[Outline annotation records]

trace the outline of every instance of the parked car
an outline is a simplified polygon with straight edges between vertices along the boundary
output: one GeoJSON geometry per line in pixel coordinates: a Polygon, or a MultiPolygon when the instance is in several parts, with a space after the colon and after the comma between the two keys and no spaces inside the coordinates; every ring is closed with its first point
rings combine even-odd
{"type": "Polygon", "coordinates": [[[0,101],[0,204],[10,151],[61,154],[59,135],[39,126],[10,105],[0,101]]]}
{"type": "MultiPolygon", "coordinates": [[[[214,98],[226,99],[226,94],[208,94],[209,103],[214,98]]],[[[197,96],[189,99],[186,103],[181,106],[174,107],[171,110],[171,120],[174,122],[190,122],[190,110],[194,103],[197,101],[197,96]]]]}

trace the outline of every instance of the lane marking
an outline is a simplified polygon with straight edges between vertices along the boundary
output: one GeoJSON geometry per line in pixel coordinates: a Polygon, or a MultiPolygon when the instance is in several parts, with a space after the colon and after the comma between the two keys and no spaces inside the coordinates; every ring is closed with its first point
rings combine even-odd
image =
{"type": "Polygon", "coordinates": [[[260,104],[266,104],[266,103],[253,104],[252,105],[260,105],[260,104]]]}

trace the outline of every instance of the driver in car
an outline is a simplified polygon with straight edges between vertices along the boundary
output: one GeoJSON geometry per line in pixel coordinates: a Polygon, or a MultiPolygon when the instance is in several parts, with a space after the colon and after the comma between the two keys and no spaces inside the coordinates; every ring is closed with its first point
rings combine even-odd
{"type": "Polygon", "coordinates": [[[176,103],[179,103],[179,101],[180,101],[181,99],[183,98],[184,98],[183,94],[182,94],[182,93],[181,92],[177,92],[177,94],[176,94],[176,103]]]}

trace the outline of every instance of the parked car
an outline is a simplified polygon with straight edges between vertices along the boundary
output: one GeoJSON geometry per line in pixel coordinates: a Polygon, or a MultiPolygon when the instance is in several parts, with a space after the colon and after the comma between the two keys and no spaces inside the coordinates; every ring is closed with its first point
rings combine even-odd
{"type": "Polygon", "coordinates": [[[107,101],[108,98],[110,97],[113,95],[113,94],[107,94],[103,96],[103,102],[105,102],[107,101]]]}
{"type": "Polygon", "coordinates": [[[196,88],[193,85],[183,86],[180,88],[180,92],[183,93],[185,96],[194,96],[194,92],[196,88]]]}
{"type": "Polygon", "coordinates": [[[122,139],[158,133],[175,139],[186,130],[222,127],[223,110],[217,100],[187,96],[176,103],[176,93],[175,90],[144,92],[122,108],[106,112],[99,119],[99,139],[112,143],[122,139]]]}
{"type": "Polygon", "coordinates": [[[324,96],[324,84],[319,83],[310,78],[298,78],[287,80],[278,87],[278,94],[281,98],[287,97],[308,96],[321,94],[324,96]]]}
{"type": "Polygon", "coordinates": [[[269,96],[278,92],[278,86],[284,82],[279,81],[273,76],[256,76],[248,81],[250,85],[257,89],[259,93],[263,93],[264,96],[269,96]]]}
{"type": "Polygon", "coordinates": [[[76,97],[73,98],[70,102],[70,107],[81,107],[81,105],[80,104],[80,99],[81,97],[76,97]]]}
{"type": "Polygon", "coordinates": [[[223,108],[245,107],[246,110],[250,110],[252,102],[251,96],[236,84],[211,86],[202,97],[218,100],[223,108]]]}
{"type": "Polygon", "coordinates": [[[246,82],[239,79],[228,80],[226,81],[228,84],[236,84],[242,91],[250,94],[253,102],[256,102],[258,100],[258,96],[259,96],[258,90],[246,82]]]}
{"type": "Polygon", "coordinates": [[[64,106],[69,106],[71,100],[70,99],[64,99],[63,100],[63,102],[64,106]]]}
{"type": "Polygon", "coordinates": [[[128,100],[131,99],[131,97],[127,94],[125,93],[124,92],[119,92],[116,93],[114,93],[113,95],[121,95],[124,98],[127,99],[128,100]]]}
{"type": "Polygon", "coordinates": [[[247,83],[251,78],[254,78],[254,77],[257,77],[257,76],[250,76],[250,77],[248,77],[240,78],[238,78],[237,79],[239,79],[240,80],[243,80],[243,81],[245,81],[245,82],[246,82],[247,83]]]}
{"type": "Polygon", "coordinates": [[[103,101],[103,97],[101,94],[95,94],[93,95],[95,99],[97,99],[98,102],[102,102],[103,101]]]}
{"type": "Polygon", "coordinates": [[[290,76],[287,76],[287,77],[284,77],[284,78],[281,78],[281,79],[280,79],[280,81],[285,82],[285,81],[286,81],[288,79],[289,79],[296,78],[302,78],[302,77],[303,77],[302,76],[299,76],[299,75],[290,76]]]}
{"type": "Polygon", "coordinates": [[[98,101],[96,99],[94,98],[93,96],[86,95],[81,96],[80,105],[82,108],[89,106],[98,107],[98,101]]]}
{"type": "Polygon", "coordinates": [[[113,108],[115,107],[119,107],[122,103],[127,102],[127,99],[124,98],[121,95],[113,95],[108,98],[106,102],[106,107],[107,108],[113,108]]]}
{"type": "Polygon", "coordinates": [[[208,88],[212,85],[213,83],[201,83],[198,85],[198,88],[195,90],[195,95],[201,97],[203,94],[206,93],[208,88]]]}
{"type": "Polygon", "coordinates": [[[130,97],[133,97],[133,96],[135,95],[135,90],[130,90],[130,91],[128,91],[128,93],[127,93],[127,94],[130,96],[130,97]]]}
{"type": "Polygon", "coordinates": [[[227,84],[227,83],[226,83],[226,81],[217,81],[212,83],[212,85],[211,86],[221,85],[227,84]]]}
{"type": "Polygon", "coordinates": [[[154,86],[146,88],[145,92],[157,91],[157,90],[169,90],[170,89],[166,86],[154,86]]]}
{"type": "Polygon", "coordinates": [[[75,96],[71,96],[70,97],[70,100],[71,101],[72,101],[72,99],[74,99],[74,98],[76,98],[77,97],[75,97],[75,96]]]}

What is expected: Transcribe each record exactly. Leave nothing out.

Result for this exercise:
trace the outline of every instance of the parked car
an outline is a simplified polygon with straight edges between vertices along the boundary
output: one GeoJSON geometry per line in pixel coordinates: a Polygon, or a MultiPolygon when the instance is in several parts, with a space after the colon and after the comma between the two keys and no spaces inside the coordinates; every ring is closed with its first point
rings combine even-odd
{"type": "Polygon", "coordinates": [[[0,101],[0,204],[10,151],[61,154],[59,135],[39,126],[10,105],[0,101]]]}
{"type": "MultiPolygon", "coordinates": [[[[214,98],[226,99],[226,94],[208,94],[209,103],[214,98]]],[[[197,96],[189,99],[186,103],[181,106],[174,107],[171,110],[171,120],[174,122],[190,122],[190,110],[194,103],[197,101],[197,96]]]]}

trace the outline of every instance of the lane marking
an outline is a simplified polygon with straight edges between vertices along the boundary
output: one GeoJSON geometry per line in pixel coordinates: a Polygon, or a MultiPolygon when the instance is in several parts, with a space after the colon and after the comma between the two keys and no spaces inside the coordinates; every ring is closed with its first point
rings combine even-odd
image =
{"type": "Polygon", "coordinates": [[[260,104],[266,104],[266,103],[253,104],[252,105],[260,105],[260,104]]]}

trace the outline of every instance of the driver in car
an outline is a simplified polygon with straight edges between vertices along the boundary
output: one GeoJSON geometry per line in pixel coordinates: a Polygon, or a MultiPolygon when the instance is in several parts, with a space after the colon and after the comma between the two keys and no spaces inside the coordinates; every ring is closed with its first point
rings combine even-odd
{"type": "Polygon", "coordinates": [[[176,103],[179,103],[179,101],[180,101],[181,99],[183,98],[184,98],[183,94],[182,94],[182,93],[181,92],[177,92],[177,94],[176,94],[176,103]]]}

trace the outline of every instance of the parked car
an outline is a simplified polygon with straight edges between vertices along the boundary
output: one GeoJSON geometry per line in pixel coordinates: a Polygon, or a MultiPolygon when the instance is in several parts, with a space after the colon and after the comma between the two keys and no spaces inside the coordinates; every ring is closed with its first point
rings combine even-odd
{"type": "Polygon", "coordinates": [[[107,101],[108,98],[110,97],[113,95],[113,94],[107,94],[103,96],[103,102],[105,102],[107,101]]]}
{"type": "Polygon", "coordinates": [[[196,88],[193,85],[183,86],[180,88],[180,92],[183,93],[185,96],[194,96],[194,92],[196,88]]]}
{"type": "Polygon", "coordinates": [[[122,139],[158,133],[175,139],[186,130],[222,127],[223,110],[217,100],[187,96],[176,103],[176,93],[175,90],[144,92],[122,108],[106,112],[99,119],[99,139],[112,143],[122,139]]]}
{"type": "Polygon", "coordinates": [[[324,96],[324,84],[319,83],[310,78],[298,78],[287,80],[278,87],[278,94],[281,98],[287,97],[308,96],[321,94],[324,96]]]}
{"type": "Polygon", "coordinates": [[[269,96],[278,92],[278,86],[284,82],[279,81],[273,76],[256,76],[248,81],[250,85],[257,89],[259,93],[263,93],[264,96],[269,96]]]}
{"type": "Polygon", "coordinates": [[[76,97],[73,98],[70,102],[70,107],[81,107],[81,105],[80,104],[80,99],[81,97],[76,97]]]}
{"type": "Polygon", "coordinates": [[[223,108],[245,107],[246,110],[250,110],[252,102],[251,96],[236,84],[211,86],[202,97],[218,100],[223,108]]]}
{"type": "Polygon", "coordinates": [[[246,82],[239,79],[228,80],[226,81],[228,84],[236,84],[242,91],[250,94],[253,102],[256,102],[258,100],[258,96],[259,96],[258,90],[246,82]]]}
{"type": "Polygon", "coordinates": [[[64,106],[69,106],[71,100],[70,99],[64,99],[63,100],[63,102],[64,106]]]}
{"type": "Polygon", "coordinates": [[[128,100],[131,99],[131,97],[127,94],[125,93],[124,92],[119,92],[116,93],[114,93],[113,95],[121,95],[124,98],[127,99],[128,100]]]}
{"type": "Polygon", "coordinates": [[[247,83],[251,78],[254,78],[254,77],[257,77],[257,76],[250,76],[250,77],[248,77],[240,78],[238,78],[237,79],[239,79],[240,80],[243,80],[243,81],[245,81],[245,82],[246,82],[247,83]]]}
{"type": "Polygon", "coordinates": [[[103,101],[103,97],[101,94],[95,94],[93,95],[95,99],[97,99],[98,102],[102,102],[103,101]]]}
{"type": "Polygon", "coordinates": [[[290,76],[287,76],[287,77],[284,77],[284,78],[281,78],[281,79],[280,79],[280,81],[285,82],[285,81],[286,81],[288,79],[289,79],[296,78],[302,78],[302,77],[303,77],[302,76],[299,76],[299,75],[290,76]]]}
{"type": "Polygon", "coordinates": [[[98,101],[96,99],[94,98],[93,96],[86,95],[81,96],[80,105],[82,108],[89,106],[98,107],[98,101]]]}
{"type": "Polygon", "coordinates": [[[113,108],[115,107],[119,107],[122,103],[127,102],[127,99],[124,98],[121,95],[113,95],[108,98],[106,102],[106,107],[107,108],[113,108]]]}
{"type": "Polygon", "coordinates": [[[208,88],[212,85],[213,83],[201,83],[198,85],[198,88],[195,90],[195,95],[201,97],[203,94],[206,93],[208,88]]]}
{"type": "Polygon", "coordinates": [[[130,97],[133,97],[133,96],[135,95],[135,90],[130,90],[130,91],[128,91],[128,93],[127,93],[127,94],[130,96],[130,97]]]}
{"type": "Polygon", "coordinates": [[[227,84],[227,83],[226,83],[226,81],[217,81],[212,83],[212,85],[211,86],[221,85],[227,84]]]}
{"type": "Polygon", "coordinates": [[[154,86],[146,88],[145,92],[157,91],[157,90],[169,90],[170,89],[166,86],[154,86]]]}
{"type": "Polygon", "coordinates": [[[75,96],[71,96],[70,97],[70,100],[71,101],[72,101],[72,99],[74,99],[74,98],[76,98],[77,97],[75,97],[75,96]]]}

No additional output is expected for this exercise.